## Brief
Looking at the material below, work out how many of its lines hold the string "water". Give that figure alone.
—————
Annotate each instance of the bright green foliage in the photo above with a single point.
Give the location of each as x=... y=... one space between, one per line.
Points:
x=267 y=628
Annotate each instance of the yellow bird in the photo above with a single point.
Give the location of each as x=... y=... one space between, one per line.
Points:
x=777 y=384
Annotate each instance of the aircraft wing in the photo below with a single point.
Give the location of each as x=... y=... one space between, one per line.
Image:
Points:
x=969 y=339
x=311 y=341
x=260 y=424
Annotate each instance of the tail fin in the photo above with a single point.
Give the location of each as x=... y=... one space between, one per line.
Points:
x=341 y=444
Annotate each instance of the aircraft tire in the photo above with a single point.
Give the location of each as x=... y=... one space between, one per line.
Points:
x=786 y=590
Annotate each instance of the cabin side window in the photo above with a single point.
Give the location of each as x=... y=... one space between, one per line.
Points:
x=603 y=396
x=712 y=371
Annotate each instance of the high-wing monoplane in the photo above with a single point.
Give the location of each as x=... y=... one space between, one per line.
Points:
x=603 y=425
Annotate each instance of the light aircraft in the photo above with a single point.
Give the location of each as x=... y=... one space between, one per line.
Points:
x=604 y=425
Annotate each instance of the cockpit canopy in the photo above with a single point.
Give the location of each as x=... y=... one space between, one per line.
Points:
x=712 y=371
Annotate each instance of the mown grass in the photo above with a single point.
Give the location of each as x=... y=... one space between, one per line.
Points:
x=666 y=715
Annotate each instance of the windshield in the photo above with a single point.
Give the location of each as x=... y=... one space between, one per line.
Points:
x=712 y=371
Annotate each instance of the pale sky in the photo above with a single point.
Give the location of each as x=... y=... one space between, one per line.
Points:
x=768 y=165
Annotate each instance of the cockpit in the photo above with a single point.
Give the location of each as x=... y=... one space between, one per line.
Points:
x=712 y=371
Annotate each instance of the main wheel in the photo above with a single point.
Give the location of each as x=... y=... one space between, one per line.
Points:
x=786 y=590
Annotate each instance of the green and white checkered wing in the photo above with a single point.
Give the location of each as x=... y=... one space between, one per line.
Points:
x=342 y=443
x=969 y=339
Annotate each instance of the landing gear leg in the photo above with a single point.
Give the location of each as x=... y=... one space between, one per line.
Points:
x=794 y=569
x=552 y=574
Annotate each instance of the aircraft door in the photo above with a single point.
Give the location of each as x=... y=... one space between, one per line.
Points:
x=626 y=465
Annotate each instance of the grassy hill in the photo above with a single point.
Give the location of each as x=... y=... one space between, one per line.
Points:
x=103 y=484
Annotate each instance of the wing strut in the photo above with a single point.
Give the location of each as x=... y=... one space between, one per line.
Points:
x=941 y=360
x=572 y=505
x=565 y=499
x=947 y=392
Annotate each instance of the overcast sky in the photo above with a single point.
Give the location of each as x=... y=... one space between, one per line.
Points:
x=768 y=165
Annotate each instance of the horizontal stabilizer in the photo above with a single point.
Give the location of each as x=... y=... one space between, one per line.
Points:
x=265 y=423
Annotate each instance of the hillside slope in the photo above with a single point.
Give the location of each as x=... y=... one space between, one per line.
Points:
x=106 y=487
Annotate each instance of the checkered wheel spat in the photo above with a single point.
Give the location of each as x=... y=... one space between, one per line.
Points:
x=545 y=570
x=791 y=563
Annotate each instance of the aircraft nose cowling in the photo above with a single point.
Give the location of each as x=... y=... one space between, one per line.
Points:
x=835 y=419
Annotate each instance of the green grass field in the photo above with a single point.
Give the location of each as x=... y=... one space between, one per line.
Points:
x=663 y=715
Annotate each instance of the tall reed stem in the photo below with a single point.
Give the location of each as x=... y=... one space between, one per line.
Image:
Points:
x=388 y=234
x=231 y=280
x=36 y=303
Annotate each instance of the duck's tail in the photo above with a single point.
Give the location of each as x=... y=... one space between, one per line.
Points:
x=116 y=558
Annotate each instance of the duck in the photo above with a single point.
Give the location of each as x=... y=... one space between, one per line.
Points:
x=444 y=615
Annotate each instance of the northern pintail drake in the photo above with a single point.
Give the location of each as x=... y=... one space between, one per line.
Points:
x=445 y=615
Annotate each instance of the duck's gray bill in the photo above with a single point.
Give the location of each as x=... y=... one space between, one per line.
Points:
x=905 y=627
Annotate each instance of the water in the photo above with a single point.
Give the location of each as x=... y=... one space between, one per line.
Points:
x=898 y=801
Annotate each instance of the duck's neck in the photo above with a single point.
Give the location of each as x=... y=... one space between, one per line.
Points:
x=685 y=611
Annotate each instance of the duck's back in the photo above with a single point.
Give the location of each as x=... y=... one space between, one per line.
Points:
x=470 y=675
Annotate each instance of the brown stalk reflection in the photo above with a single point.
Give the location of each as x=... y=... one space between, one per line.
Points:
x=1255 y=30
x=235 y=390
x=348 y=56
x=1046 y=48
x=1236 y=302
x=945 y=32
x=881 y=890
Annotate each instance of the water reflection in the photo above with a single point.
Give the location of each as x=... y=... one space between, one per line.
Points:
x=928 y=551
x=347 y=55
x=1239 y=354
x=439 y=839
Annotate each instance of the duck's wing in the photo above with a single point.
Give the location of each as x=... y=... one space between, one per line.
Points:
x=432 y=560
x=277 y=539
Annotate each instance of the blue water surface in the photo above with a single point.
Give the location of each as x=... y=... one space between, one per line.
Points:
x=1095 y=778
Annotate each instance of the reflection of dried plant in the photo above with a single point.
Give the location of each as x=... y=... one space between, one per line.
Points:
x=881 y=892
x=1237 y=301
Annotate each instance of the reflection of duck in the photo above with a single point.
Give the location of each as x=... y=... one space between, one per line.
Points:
—————
## Result of this exercise
3